Written problem a: Do the following statements agree with the forum thread about incentives for hiring long-term unemployed people? For each, answer yes or no and quote the words of the forum thread that decide it. (i) Liamb says incentives are available to businesses that hire people unemployed for a year or more. (ii) busymam names the incentive scheme as the Employer's PRSI Exemption Scheme. (iii) busymam says the employer's savings are the same whatever the employee earns.

Page extract:

* begin *

# incentives for employers to hire people on dole?



## DavyJones (19 Feb 2009)

Are there any incentives for businesses to hire people that have been long term unemployed, a year and over?
Thanks


----------



## Liamb (19 Feb 2009)

As far as I understand no incentives for businesses to hire people that have been long term unemployed, a year and over are available. Some type of incentives should be introduced to help both the employer and the person on SW .


----------



## busymam (19 Feb 2009)

There is an incentive scheme to encourage employers employ long-term unemployed people. It's called the Employer's PRSI Exemption Scheme.

http://www.welfare.ie/EN/Publications/SW73/Pages/1WhatdoestheEmployersPRSIExemptionSchememean.aspx

If someone is approved for the Back To Work Allowance http://www.welfare.ie/EN/Publications/SW93/Pages/1WhatisBacktoWorkAllowance.aspx , the Employer PRSI exemption applies. 

This can mean savings of 8.75% and 10.75% for the employer, depending on the employee's earnings.

Hope this helps.


----------



## DavyJones (19 Feb 2009)

Thats a great help, thanks.


----------



## busymam (19 Feb 2009)

* end *

Supplied data:
* begin *

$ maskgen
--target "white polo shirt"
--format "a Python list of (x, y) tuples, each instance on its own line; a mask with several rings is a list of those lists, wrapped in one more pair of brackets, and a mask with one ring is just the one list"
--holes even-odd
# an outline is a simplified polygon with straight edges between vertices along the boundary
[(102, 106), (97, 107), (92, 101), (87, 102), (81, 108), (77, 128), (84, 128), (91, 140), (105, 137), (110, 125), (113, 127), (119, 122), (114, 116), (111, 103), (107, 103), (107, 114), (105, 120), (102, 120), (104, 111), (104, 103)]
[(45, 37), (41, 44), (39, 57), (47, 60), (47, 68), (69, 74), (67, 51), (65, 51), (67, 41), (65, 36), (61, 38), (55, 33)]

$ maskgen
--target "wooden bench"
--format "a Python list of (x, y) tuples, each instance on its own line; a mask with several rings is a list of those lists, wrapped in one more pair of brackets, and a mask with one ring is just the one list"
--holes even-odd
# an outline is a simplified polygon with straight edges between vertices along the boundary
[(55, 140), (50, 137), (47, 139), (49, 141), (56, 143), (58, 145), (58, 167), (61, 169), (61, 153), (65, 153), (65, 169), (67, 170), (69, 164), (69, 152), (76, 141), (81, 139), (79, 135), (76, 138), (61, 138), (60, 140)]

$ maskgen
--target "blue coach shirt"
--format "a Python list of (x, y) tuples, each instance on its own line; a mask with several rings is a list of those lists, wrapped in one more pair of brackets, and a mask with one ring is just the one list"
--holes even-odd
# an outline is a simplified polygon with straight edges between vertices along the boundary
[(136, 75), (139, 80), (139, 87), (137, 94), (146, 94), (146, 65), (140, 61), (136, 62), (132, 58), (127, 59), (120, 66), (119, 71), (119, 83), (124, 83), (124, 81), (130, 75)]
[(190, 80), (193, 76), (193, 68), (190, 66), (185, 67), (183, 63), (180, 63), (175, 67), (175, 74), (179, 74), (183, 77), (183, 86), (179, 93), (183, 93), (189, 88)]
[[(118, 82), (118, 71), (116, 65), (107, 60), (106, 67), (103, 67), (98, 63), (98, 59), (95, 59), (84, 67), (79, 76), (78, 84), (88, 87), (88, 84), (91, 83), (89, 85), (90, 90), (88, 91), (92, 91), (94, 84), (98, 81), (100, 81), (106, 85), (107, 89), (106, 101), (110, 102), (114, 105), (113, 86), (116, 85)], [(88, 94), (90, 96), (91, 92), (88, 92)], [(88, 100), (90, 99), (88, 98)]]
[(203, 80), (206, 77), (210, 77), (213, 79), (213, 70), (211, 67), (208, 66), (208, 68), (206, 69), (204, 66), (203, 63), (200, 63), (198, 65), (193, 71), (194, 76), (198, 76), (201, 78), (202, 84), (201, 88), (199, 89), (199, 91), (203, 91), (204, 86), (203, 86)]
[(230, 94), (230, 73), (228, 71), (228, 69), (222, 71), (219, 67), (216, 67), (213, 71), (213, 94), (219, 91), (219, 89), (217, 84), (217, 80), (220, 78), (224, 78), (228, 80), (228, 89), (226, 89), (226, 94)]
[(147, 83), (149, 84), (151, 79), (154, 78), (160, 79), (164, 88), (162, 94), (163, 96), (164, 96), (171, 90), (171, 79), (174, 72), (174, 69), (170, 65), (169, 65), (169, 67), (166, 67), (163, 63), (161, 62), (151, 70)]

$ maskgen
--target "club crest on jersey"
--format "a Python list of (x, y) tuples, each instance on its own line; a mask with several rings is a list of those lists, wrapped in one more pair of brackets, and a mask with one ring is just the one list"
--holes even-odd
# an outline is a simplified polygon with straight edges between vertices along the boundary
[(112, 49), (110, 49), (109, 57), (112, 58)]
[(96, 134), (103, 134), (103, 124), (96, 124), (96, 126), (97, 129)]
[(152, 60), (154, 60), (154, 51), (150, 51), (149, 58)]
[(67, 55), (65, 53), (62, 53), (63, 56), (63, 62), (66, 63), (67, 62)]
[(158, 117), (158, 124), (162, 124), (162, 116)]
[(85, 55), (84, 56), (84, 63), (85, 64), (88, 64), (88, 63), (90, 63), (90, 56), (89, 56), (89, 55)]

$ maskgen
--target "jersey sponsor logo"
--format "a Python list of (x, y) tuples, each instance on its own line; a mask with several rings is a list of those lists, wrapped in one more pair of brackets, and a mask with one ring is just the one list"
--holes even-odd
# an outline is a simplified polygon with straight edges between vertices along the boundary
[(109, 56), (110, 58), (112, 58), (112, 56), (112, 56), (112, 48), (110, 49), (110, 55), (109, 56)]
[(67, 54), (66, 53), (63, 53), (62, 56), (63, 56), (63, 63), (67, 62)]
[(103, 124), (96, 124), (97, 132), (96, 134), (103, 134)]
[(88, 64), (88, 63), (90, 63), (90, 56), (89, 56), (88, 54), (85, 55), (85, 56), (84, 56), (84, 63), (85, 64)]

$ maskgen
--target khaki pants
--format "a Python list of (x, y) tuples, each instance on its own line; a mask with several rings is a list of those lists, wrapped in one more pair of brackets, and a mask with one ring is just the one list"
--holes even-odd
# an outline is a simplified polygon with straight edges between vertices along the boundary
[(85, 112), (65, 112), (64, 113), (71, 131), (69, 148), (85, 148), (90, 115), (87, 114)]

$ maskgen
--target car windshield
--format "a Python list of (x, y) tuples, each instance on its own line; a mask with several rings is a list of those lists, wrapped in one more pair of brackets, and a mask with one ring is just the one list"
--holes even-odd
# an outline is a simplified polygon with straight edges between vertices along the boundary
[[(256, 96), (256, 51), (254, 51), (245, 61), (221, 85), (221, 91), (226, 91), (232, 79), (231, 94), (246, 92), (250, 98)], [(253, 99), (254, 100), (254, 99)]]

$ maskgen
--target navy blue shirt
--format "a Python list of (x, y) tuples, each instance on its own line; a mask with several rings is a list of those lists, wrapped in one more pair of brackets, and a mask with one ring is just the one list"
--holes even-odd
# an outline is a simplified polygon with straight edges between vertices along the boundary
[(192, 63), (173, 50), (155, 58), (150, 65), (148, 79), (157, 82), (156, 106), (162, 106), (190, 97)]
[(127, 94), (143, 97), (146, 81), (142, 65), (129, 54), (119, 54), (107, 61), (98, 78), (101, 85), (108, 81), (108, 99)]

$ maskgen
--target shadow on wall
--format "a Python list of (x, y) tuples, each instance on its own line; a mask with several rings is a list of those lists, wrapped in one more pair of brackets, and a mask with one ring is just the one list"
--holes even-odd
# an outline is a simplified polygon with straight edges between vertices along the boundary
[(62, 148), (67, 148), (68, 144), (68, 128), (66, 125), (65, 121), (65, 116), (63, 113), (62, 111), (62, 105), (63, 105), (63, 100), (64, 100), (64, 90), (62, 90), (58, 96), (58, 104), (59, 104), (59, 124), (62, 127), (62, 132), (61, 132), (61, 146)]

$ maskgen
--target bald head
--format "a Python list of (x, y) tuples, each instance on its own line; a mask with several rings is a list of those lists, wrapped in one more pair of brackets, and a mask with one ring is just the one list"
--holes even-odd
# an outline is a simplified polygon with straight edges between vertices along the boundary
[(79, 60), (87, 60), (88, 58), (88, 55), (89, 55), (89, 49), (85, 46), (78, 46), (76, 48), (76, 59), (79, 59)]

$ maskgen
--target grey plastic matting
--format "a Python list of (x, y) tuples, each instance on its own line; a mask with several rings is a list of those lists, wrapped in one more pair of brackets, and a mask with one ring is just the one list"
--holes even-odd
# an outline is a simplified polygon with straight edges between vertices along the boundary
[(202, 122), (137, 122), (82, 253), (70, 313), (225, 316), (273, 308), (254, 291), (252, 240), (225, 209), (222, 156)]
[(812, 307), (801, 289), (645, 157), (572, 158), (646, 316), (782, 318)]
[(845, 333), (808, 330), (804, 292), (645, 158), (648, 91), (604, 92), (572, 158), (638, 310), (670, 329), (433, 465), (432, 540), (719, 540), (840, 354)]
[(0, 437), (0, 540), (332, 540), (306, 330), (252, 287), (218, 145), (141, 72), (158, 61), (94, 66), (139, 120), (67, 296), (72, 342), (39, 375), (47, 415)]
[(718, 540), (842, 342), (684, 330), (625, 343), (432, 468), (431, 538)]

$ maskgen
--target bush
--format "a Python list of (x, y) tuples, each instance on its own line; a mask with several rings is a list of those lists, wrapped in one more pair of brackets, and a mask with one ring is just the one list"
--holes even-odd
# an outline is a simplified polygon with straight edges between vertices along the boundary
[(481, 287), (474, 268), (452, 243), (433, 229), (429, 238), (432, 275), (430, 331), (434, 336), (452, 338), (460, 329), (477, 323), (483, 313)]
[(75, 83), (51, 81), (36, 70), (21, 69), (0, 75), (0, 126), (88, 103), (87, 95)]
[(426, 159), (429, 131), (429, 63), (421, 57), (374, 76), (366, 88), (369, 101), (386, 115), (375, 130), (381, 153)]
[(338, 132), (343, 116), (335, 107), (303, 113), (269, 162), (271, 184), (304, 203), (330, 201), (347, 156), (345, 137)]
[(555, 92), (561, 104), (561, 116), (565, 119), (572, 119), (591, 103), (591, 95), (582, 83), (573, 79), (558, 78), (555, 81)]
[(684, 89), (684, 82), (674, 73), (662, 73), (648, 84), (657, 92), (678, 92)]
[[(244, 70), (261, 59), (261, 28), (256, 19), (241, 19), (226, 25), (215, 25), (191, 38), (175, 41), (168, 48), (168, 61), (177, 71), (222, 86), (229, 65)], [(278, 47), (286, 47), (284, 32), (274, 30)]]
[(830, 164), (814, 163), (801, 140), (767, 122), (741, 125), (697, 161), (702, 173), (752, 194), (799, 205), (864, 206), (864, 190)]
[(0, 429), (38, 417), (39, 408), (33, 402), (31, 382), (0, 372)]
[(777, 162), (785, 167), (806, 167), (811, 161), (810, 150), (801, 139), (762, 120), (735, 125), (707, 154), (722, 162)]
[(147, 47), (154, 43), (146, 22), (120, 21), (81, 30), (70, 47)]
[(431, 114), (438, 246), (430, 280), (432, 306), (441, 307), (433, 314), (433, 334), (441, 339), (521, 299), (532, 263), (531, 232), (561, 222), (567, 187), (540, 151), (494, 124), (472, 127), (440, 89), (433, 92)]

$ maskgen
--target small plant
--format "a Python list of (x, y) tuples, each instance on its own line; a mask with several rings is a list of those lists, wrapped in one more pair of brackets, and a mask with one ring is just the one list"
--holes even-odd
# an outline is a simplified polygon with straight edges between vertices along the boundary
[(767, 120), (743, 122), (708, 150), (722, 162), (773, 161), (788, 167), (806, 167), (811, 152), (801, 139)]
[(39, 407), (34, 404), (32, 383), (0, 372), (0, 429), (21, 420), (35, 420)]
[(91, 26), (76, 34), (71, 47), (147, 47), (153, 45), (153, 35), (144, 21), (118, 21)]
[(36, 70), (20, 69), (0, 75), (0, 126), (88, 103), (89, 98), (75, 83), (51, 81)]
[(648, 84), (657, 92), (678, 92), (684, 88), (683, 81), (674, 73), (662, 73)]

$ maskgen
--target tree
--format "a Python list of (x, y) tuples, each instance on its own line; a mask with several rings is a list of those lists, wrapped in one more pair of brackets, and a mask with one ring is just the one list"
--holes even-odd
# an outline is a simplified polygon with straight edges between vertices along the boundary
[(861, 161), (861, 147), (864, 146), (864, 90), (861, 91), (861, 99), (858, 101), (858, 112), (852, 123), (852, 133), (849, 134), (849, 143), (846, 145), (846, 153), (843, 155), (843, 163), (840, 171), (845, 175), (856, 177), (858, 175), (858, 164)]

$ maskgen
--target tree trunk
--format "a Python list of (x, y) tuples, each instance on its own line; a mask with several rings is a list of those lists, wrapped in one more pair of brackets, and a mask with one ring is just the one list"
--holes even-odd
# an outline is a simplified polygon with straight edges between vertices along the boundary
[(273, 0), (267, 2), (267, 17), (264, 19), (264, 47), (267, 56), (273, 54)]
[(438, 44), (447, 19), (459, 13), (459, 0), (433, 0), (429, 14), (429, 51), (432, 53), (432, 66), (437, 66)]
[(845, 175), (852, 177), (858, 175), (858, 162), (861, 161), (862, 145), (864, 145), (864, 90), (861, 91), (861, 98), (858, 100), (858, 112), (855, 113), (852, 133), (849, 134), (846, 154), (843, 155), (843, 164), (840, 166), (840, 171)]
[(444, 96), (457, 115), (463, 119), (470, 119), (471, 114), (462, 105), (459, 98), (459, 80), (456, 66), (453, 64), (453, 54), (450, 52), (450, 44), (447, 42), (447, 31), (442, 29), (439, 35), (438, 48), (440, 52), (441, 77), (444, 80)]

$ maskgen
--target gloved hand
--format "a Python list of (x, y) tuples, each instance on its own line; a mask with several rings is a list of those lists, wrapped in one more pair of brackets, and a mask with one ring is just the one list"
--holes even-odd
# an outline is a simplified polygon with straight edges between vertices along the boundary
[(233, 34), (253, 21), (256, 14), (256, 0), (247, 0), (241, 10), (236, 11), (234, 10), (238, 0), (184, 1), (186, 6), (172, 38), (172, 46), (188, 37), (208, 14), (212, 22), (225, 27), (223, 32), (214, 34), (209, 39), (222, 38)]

* end *

Written problem b: Which lines of the entries contain the string "jersey"? Report each such line in full, treating case as significant.

Result a:
(i) No: "no incentives for businesses to hire people that have been long term unemployed, a year and over are available."
(ii) Yes: "It's called the Employer's PRSI Exemption Scheme."
(iii) No: "This can mean savings of 8.75% and 10.75% for the employer, depending on the employee's earnings."

Result b:
--target "club crest on jersey"
--target "jersey sponsor logo"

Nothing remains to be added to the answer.